### WHAT THIS TASK INVOLVES
Copy the data below word for word, leaving out the pictures.

### DATASET RECORDS
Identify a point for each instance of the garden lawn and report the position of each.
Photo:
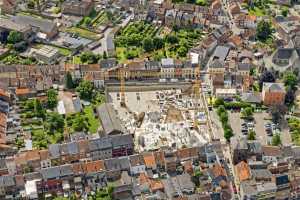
(93, 122)
(84, 33)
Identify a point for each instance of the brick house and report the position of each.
(273, 94)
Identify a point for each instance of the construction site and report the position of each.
(162, 115)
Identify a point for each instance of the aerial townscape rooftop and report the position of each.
(150, 100)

### IN RESPONSE
Identify a point for each instance of the garden lawn and report the position of each.
Photo:
(93, 122)
(84, 33)
Identify a point for each instance of the brick house and report the position of each.
(273, 94)
Identify a point for each instance of the construction site and report the position of each.
(162, 115)
Identify a point for each instance of the aerial townscape rooftop and report the position of each.
(150, 100)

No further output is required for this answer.